_Work instructions_
Reproduce the portion of the comment thread on disabling Flash in Firefox between "You're missing the" and "does just fine.", inclusive.

Doing this in Firefox will result in an annoying "install missing plugins" warning from Firefox. You can click the "x" but to suppress the warning:

* go to about:config

* search on plugin.default_plugin_disabled.

* set to false


Keep the Flashblocker extension enabled it'll prevent the "missing plugins warning" with the added benefit of giving a visual indication that a webpage uses flash incase you'd like to switch to a different browser. With the plugin.default_plugin_disabled set to false I'd miss out on embedded youtube videos (I can't find a youtube html5 converter for firefox)


One of the key points about Gruber’s article is that he actually wants the situation you are trying to avoid. Basically, he wants to see how many of his websites will present HTML5 based content if the website detects a missing Flash install. ClickToFlash (not sure about Flashblocker) pretends to be Flash, as far as most browser detection scripting is concerned. Otherwise, it wouldn't know there is Flash to be defered in the first place.


(I can't find a youtube html5 converter for firefox)

Firefox doesn't support H.264. If you're using Firefox 4 you can opt in to the HTML5 beta and get a fair number of videos served as WebM, though.


"We’ll cross that bridge when we come to it. As of today, there are significant performance and battery life gains to be had by disabling Flash Player on Mac OS X."

No, we won't "cross that bridge". Colour me skeptic, but I've yet to see DF admit to any of the insufficiencies of HTML5 over Flash.

When confronted with contrarian proofs, the average Steve Jobs allegiant will cite other FUD grab-bags (ex: security issues, battery life, etc.). It's tiring to watch intelligent people pushing HTML5 based on fallacy after fallacy. Everyone wants HTML5 to evolve, but not by the hand of bullshit.


You're missing the point. I don't think anyone believes that HTML5 does everything Flash does. That said, for the things that people use Flash mostly for these days, such as video, audio, and animation, HTML5 does just fine.

What people like Gruber are reacting to is the craptastic Flash ads that permeate websites today, and the negative effect that they have on performance and battery life.


I've only missed the point if Gruber's points are agnostic. I know they aren't.

> video - kinda. The RTMP equivalent implementation isn't quiet as easy as RTMP.

Dataset entries

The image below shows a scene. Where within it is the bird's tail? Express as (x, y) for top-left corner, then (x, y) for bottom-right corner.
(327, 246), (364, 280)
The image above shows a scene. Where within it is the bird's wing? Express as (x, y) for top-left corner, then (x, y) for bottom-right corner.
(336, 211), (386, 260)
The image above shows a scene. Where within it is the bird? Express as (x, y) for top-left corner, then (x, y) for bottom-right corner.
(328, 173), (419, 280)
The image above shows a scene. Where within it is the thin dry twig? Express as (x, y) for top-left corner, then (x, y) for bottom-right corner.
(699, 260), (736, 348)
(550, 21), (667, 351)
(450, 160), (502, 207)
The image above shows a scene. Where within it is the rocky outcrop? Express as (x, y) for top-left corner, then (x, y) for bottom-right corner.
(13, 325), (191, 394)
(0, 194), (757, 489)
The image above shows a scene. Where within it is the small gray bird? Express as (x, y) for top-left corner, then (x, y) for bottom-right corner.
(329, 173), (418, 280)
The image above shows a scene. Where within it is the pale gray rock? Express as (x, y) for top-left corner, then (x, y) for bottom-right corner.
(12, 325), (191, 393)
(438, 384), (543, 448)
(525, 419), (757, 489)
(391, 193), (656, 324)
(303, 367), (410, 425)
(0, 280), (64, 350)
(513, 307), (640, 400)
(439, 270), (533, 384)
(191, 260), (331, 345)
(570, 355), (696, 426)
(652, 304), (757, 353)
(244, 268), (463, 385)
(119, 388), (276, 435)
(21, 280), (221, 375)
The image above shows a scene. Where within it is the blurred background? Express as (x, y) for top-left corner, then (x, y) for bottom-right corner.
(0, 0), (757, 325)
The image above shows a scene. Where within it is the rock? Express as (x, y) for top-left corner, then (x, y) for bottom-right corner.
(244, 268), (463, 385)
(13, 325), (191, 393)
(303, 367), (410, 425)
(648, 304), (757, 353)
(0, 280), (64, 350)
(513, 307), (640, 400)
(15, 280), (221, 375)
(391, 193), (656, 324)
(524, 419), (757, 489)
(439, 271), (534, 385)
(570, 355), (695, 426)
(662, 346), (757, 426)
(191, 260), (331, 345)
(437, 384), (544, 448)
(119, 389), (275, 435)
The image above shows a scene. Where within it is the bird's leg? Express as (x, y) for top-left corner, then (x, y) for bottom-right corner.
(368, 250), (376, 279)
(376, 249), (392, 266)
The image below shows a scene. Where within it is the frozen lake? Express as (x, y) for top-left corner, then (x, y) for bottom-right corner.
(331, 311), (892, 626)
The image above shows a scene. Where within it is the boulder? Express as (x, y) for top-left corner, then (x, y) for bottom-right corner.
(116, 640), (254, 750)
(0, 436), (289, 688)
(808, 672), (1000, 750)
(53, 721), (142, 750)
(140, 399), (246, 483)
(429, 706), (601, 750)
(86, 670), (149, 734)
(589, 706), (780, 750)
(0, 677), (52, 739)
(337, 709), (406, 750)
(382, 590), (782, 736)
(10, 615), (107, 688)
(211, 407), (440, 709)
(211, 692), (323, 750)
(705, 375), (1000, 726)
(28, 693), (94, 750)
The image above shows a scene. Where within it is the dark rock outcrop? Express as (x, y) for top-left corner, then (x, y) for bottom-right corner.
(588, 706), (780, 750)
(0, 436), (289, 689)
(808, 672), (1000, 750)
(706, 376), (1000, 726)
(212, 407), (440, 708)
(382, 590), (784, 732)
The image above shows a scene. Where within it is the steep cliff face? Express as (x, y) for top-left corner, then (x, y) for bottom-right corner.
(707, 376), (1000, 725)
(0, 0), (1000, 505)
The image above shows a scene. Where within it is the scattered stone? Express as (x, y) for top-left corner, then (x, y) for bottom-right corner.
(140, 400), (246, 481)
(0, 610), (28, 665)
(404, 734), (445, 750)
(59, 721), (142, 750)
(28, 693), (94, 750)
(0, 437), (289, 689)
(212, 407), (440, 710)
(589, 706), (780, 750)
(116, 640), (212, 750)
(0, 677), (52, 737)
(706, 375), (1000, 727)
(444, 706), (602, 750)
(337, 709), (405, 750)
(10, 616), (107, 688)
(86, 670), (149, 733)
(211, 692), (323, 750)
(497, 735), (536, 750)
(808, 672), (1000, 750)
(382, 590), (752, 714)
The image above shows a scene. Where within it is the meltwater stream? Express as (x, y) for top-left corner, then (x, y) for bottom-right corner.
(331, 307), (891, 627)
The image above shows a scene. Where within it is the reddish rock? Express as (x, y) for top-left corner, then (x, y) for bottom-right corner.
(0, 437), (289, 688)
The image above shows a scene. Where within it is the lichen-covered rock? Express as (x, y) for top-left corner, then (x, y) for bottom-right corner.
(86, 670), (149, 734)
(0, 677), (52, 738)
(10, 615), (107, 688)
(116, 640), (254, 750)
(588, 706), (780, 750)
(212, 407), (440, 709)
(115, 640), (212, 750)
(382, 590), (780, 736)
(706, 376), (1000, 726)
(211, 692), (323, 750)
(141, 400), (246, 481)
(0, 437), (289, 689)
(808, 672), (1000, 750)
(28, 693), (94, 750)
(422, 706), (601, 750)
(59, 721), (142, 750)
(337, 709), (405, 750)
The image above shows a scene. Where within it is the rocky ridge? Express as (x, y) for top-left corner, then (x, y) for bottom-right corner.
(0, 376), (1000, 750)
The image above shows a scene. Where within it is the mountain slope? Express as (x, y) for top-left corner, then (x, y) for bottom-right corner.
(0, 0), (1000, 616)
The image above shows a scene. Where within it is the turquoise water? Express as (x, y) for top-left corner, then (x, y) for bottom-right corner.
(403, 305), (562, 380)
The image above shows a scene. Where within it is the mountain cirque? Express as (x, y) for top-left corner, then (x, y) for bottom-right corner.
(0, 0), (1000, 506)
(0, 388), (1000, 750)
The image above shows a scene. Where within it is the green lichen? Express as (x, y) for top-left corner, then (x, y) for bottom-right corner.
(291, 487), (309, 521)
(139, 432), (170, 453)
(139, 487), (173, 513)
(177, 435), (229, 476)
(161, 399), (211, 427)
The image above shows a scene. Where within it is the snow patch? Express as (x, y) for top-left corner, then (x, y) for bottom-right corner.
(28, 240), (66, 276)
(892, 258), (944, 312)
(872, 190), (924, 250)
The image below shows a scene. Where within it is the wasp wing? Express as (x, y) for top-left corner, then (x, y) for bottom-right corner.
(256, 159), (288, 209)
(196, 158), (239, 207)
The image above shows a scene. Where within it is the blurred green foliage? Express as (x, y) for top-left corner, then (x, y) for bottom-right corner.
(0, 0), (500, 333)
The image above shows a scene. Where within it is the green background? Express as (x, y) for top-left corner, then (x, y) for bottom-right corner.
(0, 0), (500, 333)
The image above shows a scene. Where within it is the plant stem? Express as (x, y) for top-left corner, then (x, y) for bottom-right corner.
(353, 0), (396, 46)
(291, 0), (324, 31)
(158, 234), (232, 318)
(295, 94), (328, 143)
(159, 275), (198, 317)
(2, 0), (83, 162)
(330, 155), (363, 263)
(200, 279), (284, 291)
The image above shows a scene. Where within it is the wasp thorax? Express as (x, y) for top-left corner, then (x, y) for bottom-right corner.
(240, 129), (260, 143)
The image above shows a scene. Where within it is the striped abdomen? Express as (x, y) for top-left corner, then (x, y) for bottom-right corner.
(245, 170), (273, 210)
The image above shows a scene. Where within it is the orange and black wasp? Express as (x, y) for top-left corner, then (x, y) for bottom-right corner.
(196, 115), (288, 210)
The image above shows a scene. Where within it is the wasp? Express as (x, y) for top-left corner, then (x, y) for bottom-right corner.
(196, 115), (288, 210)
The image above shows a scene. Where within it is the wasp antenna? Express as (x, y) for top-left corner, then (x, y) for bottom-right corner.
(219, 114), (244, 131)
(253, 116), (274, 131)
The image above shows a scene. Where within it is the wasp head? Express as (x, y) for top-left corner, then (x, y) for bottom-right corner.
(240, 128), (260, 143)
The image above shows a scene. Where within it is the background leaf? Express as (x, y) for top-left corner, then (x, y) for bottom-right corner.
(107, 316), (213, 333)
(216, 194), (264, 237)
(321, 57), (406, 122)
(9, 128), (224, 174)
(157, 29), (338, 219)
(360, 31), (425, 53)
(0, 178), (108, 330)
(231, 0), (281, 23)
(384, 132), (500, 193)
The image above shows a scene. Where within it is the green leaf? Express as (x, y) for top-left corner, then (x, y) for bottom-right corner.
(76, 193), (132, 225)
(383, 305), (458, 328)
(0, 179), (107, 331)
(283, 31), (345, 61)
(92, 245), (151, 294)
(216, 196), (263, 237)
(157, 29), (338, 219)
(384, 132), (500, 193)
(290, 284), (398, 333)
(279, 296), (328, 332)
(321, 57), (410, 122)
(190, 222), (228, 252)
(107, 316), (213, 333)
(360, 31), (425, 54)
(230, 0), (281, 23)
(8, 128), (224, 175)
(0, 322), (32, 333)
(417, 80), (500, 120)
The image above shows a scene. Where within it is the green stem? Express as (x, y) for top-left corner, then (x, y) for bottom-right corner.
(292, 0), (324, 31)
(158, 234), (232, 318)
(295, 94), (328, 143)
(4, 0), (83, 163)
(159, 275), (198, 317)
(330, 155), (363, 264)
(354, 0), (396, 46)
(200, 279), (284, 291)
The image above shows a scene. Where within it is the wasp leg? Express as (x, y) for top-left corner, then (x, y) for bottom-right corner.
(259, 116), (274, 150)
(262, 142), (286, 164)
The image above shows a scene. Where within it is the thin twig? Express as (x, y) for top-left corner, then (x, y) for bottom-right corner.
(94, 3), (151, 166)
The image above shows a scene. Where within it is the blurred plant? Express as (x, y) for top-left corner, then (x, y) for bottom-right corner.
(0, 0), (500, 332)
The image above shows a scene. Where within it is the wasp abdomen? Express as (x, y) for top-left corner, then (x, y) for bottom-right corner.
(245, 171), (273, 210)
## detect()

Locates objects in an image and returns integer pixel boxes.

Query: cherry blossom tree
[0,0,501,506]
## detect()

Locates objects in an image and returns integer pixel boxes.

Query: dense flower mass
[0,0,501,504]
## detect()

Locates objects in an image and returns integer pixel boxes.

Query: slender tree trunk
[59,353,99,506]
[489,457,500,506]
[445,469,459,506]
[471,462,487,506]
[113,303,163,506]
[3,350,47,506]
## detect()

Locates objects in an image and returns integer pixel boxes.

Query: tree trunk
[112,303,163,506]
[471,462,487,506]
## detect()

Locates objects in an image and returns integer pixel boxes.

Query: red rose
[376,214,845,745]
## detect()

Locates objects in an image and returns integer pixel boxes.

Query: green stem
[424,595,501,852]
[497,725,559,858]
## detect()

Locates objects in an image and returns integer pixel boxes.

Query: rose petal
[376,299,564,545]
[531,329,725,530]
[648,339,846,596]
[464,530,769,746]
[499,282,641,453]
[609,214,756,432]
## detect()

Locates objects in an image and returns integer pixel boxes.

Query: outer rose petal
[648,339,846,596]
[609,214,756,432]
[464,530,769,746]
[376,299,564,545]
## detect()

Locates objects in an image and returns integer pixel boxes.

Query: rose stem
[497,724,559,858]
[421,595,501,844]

_Answer to the problem_
You're missing the point. I don't think anyone believes that HTML5 does everything Flash does. That said, for the things that people use Flash mostly for these days, such as video, audio, and animation, HTML5 does just fine.